═════ DATA

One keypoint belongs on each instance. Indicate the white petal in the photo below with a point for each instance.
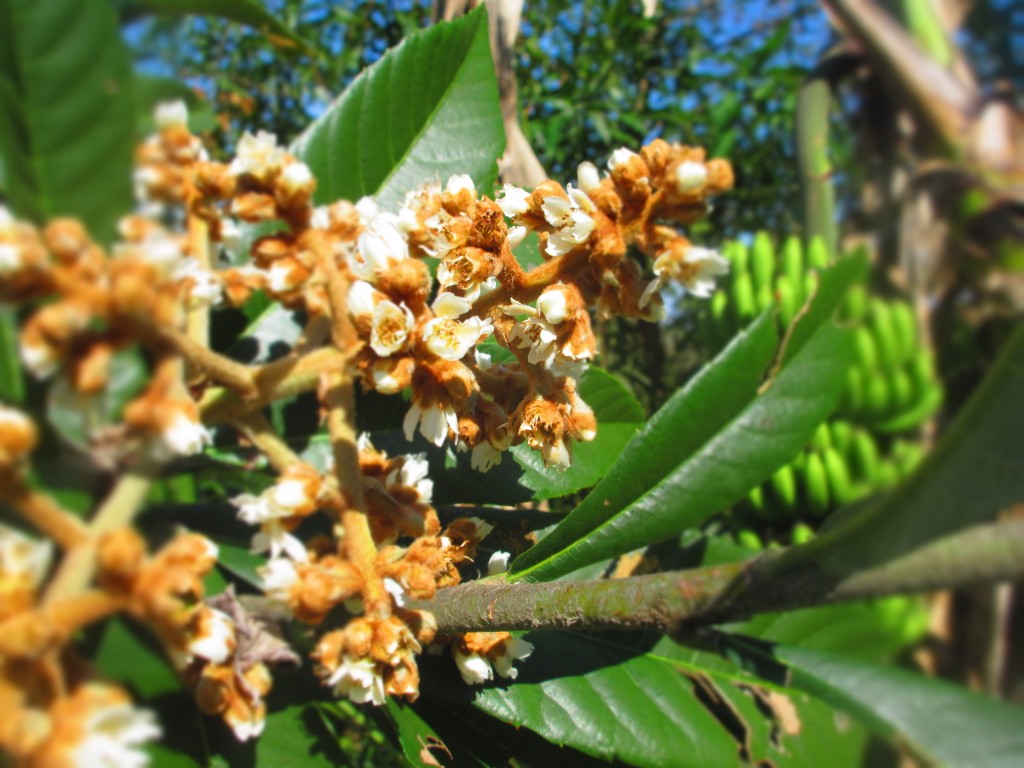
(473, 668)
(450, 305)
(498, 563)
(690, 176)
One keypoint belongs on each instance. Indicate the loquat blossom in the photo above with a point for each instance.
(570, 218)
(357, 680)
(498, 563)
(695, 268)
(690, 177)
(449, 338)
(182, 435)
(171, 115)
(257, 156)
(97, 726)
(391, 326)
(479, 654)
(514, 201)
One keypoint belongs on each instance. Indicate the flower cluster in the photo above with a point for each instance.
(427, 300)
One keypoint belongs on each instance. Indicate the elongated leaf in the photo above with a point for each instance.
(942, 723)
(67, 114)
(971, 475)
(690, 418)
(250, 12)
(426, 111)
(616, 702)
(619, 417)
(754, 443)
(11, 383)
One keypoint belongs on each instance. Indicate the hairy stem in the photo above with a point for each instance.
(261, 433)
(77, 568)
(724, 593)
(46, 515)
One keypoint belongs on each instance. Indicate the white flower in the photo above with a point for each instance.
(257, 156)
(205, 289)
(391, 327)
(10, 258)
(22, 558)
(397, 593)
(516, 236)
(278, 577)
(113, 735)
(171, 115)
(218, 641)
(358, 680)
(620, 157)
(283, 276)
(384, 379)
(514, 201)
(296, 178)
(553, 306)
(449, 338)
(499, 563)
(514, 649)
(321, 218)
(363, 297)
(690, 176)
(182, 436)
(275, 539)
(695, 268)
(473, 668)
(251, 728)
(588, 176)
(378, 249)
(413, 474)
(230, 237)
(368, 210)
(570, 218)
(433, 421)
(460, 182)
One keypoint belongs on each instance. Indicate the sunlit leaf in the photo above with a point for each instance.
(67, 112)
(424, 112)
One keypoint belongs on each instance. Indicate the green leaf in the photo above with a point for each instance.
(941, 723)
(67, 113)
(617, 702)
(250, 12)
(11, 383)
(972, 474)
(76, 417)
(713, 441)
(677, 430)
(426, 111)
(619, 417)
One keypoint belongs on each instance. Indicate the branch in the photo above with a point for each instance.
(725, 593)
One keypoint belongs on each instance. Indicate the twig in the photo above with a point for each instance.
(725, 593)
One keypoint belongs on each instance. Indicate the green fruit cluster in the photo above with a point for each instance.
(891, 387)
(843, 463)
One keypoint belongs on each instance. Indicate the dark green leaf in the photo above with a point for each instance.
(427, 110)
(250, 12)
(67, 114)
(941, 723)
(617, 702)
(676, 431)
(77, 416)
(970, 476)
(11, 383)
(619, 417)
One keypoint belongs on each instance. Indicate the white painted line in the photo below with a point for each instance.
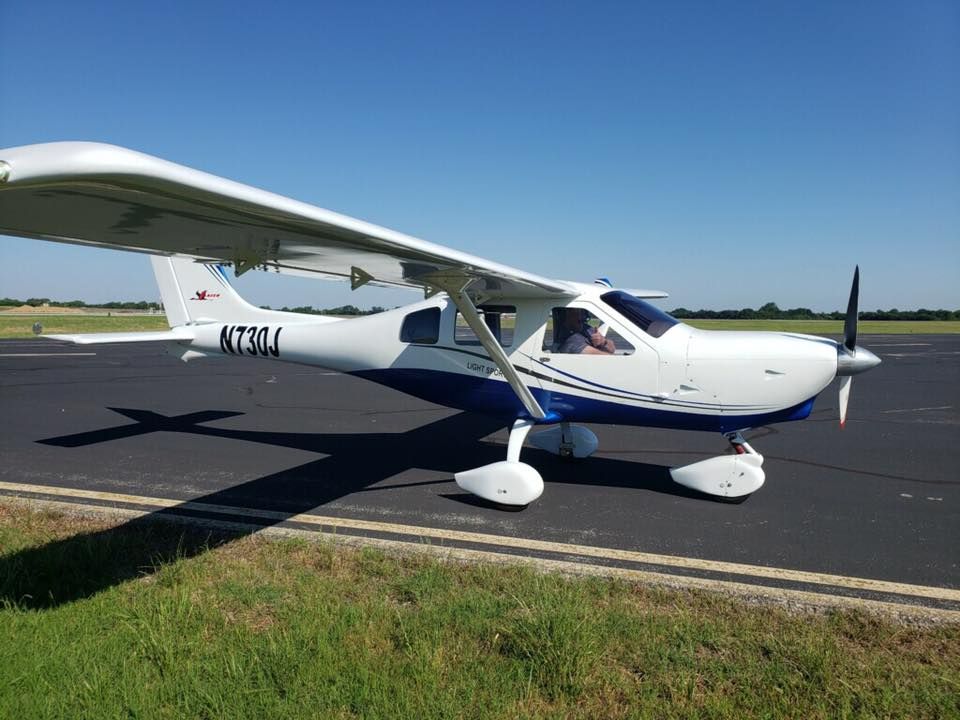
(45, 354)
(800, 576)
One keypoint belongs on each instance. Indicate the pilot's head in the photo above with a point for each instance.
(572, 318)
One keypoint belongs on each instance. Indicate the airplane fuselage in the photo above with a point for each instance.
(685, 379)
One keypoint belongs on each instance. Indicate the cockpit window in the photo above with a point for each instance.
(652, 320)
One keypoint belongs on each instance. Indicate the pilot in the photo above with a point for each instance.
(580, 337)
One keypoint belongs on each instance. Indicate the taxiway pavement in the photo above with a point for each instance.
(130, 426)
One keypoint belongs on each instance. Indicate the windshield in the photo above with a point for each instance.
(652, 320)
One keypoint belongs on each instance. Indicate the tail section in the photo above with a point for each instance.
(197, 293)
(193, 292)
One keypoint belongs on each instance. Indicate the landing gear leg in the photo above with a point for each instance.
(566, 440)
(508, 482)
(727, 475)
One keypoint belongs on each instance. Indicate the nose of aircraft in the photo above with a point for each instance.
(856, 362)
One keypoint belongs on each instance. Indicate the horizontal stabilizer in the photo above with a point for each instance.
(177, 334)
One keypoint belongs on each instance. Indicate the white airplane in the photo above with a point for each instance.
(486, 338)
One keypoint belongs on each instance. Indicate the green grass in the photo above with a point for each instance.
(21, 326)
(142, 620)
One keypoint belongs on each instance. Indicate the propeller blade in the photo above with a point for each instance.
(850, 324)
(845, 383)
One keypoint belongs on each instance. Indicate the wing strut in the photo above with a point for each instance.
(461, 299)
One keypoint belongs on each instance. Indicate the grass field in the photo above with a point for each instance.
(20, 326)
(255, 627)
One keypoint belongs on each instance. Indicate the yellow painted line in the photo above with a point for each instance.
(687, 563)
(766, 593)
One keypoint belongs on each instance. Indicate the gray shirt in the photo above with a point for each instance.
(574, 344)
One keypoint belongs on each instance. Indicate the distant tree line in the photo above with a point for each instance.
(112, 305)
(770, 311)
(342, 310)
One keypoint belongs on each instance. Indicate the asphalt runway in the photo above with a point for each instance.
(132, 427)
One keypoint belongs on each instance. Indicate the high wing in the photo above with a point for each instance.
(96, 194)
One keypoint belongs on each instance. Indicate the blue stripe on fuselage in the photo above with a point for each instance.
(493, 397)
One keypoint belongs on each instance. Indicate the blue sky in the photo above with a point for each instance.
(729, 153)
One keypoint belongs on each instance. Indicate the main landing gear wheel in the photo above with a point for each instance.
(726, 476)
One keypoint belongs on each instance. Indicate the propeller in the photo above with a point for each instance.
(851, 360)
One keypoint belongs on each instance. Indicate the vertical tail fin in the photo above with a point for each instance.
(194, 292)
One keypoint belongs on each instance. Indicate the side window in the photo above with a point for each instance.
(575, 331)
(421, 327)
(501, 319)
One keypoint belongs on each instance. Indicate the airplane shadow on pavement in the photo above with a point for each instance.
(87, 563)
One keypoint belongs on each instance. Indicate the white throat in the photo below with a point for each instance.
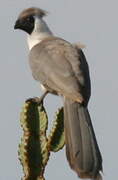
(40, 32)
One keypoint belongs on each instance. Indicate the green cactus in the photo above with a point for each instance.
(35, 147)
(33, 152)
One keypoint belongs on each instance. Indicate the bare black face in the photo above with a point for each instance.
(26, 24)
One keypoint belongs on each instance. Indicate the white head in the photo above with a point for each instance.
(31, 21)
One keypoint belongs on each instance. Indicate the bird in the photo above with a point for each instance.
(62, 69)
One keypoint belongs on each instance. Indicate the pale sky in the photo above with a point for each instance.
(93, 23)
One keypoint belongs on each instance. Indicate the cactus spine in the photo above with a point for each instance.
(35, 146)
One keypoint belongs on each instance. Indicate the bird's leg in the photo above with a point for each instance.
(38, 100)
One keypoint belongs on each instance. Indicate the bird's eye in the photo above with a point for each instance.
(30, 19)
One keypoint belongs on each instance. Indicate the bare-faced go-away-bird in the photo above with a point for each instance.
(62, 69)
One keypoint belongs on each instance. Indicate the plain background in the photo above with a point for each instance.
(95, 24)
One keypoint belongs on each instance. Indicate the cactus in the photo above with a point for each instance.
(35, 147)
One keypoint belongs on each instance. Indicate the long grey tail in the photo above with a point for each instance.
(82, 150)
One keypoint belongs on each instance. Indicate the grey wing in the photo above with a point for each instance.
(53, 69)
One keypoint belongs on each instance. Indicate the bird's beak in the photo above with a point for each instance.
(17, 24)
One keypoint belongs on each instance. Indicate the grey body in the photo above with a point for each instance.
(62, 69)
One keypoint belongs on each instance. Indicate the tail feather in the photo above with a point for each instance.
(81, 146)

══════════
═════ DATA

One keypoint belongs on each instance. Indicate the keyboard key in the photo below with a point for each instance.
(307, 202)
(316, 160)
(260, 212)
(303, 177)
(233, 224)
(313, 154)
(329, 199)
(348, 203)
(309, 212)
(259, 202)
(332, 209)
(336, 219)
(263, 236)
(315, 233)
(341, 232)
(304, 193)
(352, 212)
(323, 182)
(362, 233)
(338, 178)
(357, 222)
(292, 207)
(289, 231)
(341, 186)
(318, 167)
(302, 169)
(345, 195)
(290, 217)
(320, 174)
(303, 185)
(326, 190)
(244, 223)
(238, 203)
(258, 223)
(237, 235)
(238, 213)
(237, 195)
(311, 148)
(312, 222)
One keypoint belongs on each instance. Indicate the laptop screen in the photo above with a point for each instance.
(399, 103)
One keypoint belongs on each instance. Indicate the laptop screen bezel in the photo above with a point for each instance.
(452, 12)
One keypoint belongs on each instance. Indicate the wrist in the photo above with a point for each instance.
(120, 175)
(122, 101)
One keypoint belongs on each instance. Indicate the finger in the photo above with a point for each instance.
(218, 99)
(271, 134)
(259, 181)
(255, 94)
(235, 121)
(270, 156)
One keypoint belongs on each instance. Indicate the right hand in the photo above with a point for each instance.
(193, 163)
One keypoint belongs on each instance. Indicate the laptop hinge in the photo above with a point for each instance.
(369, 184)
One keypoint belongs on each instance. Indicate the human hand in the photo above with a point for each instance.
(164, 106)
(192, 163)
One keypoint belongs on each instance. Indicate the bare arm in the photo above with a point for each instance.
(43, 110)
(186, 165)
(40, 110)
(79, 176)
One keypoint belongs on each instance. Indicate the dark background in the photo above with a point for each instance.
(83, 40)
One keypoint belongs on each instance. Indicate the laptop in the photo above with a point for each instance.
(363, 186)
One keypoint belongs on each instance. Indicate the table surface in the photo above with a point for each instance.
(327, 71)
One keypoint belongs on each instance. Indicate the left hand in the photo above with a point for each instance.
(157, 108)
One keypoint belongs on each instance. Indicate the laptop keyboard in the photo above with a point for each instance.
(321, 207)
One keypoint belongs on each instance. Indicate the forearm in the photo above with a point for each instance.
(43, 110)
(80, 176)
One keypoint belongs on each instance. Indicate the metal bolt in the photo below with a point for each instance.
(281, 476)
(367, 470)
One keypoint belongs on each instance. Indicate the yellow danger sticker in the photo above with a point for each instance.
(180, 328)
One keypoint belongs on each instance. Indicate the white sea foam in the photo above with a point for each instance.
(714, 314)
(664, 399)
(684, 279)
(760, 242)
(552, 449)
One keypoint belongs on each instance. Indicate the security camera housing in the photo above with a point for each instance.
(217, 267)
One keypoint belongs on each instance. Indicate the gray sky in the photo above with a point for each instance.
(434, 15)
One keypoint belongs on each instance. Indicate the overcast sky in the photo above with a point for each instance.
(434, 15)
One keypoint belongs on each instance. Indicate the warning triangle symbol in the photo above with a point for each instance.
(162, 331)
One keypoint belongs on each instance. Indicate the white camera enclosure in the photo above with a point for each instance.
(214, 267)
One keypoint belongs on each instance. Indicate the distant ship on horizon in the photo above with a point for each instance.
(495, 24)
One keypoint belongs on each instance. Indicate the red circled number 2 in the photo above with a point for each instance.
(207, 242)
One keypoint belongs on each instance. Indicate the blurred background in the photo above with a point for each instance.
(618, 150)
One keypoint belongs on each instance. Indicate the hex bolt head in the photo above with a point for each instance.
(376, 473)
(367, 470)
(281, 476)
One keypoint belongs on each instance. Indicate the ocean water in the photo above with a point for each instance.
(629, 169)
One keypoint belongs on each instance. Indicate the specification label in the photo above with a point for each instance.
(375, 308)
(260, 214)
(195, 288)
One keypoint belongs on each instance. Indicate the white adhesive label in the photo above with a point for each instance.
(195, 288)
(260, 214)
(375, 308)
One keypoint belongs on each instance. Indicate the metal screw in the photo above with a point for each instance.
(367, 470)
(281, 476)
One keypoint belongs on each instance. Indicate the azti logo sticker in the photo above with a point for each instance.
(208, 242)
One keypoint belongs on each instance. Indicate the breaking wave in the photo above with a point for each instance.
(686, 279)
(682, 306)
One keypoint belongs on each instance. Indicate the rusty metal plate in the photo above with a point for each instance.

══════════

Above are the entries. Copy exactly the part that opens with the line containing "One keypoint belongs on each instance. Indicate the metal screw" and closes with the line containing "One keypoint belongs on each instance. Indicate the rusty", and no more.

** WORKED SOLUTION **
One keypoint belongs on each instance. Indicate the metal screw in the photo above with a point for each instance.
(367, 470)
(281, 476)
One keypoint belongs on each instance. Indicate the azti logo sticker in the photo above with a point for each instance.
(208, 242)
One keypoint belongs on each instance. Indicate the breaking wave in the photo above with a point for each instance.
(686, 279)
(682, 306)
One keypoint belongs on each instance. Indicate the rusty metal plate in the photo above with a point for each instance.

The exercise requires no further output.